* Source material:

════

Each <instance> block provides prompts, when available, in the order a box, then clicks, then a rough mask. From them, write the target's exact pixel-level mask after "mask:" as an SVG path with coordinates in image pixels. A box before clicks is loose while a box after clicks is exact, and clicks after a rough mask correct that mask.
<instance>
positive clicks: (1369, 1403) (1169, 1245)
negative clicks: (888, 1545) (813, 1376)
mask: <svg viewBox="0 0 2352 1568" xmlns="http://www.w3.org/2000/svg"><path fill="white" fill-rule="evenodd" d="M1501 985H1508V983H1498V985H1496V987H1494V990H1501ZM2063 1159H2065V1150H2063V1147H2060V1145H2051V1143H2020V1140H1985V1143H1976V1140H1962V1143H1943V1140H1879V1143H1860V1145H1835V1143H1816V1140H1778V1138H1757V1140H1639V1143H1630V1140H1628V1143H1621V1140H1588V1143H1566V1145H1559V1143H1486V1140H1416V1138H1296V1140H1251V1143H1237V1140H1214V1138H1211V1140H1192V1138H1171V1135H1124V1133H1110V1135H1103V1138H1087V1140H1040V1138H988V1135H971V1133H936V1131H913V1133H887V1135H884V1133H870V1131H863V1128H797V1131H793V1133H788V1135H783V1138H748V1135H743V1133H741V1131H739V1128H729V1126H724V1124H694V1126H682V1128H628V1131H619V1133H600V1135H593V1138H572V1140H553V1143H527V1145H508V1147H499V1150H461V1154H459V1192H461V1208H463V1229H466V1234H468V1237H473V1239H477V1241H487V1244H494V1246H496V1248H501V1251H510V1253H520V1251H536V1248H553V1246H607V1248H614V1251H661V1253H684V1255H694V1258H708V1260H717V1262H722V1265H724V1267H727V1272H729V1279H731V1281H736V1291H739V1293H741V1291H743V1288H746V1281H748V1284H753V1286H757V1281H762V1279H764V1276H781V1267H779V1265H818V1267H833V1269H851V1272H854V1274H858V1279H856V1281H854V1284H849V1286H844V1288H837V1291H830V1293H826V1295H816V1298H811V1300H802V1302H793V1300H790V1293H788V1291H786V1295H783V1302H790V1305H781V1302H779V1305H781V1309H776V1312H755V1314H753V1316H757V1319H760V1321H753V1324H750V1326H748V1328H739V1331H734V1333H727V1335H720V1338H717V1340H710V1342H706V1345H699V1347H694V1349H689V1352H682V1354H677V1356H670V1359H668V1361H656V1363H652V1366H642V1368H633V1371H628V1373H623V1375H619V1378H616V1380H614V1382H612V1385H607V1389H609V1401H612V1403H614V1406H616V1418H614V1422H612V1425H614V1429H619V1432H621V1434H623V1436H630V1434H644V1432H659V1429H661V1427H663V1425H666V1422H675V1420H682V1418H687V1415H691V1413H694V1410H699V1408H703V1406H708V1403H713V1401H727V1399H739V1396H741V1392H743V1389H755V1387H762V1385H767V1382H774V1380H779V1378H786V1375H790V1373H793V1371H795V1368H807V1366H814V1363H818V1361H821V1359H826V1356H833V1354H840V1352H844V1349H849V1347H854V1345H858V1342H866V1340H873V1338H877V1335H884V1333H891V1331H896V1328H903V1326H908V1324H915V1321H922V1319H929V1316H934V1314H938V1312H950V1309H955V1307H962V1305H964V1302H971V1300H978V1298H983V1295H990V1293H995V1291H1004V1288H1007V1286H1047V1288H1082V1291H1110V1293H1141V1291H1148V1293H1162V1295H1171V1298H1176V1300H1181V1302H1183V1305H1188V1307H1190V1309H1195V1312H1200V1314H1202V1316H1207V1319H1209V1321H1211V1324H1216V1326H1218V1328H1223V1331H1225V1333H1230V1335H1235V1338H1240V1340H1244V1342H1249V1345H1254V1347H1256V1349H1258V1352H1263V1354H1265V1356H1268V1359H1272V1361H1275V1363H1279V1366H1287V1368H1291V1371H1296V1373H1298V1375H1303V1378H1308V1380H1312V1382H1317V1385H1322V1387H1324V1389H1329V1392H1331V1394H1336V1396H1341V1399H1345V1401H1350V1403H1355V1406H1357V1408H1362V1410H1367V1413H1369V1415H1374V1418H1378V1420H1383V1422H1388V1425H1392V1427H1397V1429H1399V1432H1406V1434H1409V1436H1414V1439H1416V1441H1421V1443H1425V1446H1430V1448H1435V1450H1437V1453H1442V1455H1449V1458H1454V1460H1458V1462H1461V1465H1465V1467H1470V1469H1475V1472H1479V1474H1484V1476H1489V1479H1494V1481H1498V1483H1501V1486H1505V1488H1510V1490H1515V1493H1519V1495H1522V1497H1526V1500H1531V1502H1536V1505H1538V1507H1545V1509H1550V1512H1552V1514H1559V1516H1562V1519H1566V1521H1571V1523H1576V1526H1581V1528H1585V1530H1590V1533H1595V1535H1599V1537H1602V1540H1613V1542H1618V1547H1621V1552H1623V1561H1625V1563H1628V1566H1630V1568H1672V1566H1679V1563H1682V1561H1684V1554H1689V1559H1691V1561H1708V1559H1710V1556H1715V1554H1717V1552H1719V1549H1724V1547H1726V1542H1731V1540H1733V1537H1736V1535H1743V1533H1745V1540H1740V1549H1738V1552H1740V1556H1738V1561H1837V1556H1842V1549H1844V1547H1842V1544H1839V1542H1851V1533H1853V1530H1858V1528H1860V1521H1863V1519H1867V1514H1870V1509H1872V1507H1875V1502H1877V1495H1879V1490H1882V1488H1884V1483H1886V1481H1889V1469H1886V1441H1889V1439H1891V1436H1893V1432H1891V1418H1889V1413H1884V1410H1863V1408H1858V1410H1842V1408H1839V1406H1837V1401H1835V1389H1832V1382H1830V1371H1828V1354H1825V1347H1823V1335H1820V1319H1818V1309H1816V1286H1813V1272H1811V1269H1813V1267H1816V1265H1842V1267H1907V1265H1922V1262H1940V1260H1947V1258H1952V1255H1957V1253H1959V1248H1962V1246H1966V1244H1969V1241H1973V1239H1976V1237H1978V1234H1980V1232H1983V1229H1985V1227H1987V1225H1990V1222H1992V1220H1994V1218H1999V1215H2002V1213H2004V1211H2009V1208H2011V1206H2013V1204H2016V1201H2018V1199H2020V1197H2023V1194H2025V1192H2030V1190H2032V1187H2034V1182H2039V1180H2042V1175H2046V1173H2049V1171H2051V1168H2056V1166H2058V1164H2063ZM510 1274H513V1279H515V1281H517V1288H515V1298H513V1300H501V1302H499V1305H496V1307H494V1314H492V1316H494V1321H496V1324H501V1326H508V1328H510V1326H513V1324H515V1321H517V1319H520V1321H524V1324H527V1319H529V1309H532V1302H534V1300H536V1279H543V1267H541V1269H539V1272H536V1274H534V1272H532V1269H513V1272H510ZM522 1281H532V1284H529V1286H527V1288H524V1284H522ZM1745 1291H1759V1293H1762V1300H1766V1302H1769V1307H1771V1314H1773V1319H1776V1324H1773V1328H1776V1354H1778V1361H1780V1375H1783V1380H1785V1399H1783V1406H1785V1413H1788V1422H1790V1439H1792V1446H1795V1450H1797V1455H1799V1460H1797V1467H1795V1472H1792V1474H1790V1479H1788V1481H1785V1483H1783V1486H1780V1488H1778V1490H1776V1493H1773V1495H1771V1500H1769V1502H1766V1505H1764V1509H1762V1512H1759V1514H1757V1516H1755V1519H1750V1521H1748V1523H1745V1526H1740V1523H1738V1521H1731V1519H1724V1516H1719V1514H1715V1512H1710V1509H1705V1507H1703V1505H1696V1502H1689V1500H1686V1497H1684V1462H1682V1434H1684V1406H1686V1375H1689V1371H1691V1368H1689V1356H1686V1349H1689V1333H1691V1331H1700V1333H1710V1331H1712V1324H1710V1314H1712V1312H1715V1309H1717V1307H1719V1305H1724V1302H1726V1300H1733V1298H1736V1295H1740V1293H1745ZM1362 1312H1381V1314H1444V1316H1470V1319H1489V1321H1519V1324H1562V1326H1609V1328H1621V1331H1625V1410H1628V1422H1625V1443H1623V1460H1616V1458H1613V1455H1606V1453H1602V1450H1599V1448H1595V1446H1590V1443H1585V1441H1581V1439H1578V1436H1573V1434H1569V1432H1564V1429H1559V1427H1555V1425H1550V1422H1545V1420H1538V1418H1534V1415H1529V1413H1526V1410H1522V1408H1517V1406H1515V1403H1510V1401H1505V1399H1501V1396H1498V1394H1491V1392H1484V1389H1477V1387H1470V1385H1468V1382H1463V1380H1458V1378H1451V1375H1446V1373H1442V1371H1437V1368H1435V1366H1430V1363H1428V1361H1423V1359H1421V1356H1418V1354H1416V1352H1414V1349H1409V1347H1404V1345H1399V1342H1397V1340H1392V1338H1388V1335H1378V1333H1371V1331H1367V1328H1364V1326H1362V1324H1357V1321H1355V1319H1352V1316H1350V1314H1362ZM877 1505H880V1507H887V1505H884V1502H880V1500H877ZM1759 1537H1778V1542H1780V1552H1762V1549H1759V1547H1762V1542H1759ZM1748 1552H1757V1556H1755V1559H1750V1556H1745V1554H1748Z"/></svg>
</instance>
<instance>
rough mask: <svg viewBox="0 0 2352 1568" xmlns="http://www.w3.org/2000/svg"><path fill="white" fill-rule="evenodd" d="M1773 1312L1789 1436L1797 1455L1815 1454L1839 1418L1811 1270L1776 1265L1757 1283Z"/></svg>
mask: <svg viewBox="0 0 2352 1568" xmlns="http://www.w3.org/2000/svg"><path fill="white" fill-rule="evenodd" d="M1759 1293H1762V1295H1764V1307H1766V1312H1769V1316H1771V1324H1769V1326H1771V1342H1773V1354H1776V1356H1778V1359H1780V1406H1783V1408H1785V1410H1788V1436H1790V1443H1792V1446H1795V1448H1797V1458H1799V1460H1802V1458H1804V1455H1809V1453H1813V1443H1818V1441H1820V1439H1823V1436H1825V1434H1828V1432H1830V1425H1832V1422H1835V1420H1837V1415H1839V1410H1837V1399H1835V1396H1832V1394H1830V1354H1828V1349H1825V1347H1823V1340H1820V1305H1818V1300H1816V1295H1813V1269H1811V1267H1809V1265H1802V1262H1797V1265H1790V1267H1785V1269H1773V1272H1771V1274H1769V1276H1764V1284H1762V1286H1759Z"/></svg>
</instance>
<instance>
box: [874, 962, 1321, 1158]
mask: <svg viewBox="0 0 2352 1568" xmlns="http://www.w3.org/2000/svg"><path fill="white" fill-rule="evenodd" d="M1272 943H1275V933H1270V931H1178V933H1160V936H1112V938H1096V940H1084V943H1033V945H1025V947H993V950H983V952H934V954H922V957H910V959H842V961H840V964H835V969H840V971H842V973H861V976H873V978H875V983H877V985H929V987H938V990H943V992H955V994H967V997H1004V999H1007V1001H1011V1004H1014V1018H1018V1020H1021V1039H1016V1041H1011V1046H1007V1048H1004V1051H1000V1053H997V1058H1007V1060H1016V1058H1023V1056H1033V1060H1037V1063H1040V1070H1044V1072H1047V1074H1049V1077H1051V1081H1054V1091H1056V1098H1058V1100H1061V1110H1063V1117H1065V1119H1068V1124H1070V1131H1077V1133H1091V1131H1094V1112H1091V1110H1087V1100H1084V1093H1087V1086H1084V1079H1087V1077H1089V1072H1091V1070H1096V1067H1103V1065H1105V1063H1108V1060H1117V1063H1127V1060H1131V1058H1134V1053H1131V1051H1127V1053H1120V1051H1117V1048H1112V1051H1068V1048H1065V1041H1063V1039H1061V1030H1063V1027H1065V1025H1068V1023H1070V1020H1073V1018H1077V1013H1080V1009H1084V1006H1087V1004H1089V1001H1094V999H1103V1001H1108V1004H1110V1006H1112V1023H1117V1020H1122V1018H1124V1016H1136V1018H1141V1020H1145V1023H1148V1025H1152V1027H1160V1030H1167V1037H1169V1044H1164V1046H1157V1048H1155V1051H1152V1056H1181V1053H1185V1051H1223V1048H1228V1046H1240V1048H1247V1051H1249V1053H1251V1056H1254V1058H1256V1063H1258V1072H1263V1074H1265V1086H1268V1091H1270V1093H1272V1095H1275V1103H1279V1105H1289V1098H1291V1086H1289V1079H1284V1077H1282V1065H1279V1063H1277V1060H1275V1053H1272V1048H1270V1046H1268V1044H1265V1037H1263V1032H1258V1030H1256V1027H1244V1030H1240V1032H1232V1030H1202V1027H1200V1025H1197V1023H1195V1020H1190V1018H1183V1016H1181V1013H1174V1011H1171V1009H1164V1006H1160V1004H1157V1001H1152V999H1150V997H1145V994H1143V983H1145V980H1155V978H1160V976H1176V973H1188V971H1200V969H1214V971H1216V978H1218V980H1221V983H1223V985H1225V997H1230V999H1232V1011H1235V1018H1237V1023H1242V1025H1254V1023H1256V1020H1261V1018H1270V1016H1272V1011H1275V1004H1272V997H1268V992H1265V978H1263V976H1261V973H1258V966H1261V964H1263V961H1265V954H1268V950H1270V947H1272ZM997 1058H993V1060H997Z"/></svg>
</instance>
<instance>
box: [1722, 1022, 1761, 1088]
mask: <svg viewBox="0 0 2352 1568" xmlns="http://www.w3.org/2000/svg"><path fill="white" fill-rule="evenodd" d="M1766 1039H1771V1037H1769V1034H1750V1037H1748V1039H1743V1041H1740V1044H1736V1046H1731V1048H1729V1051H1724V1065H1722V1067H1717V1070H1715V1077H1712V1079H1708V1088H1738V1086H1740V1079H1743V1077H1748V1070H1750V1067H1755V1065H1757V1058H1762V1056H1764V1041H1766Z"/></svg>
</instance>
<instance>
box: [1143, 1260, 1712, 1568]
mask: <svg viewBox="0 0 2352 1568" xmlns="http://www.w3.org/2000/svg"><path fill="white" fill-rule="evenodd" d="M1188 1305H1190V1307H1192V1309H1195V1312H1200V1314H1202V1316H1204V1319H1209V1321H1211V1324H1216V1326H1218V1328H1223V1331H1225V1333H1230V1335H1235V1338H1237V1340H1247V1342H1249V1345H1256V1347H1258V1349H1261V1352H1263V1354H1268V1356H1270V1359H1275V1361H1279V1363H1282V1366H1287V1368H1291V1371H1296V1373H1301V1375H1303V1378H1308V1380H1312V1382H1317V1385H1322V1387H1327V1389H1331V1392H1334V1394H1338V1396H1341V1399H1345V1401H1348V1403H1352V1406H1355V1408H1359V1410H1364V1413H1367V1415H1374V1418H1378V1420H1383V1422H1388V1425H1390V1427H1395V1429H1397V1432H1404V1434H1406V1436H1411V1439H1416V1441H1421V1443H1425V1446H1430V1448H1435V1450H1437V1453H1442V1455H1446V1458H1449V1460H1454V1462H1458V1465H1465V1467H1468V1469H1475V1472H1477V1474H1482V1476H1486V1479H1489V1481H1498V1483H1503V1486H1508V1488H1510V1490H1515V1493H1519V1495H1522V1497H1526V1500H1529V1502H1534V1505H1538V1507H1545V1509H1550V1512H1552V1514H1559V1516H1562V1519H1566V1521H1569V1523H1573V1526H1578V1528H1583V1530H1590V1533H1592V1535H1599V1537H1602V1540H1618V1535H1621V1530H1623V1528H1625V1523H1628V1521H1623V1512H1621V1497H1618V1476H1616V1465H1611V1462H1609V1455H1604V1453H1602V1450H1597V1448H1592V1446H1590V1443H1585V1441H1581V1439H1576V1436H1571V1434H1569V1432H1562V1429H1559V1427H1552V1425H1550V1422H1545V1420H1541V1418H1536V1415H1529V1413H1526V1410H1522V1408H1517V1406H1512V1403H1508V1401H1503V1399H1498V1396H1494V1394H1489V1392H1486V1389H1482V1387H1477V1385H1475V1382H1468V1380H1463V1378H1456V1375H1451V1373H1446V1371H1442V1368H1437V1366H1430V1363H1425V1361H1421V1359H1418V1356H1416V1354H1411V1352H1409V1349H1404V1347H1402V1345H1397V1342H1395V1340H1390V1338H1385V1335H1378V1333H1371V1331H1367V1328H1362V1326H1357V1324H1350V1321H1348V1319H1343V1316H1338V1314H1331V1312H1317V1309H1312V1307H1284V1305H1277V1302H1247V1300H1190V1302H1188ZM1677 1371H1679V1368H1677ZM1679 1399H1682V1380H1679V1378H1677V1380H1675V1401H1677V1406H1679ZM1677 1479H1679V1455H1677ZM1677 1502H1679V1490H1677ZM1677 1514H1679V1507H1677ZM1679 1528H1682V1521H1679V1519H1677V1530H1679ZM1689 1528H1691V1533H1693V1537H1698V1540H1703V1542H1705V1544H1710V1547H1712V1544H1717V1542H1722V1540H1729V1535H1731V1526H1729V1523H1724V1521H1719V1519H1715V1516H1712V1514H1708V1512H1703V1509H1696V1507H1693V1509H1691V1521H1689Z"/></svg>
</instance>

════

When you answer, output each line of the data exactly as given, from its first line up to and including the one with "positive clicks: (1369, 1403) (1169, 1245)".

Each <instance> block provides prompts, when available, in the order a box, then clicks, then a rough mask. From them, write the target's exact pixel-level mask after "mask:" as an SVG path with coordinates in image pixels. A box before clicks is loose while a box after clicks is exact, and clicks after a rough mask correct that mask.
<instance>
positive clicks: (1369, 1403) (1169, 1245)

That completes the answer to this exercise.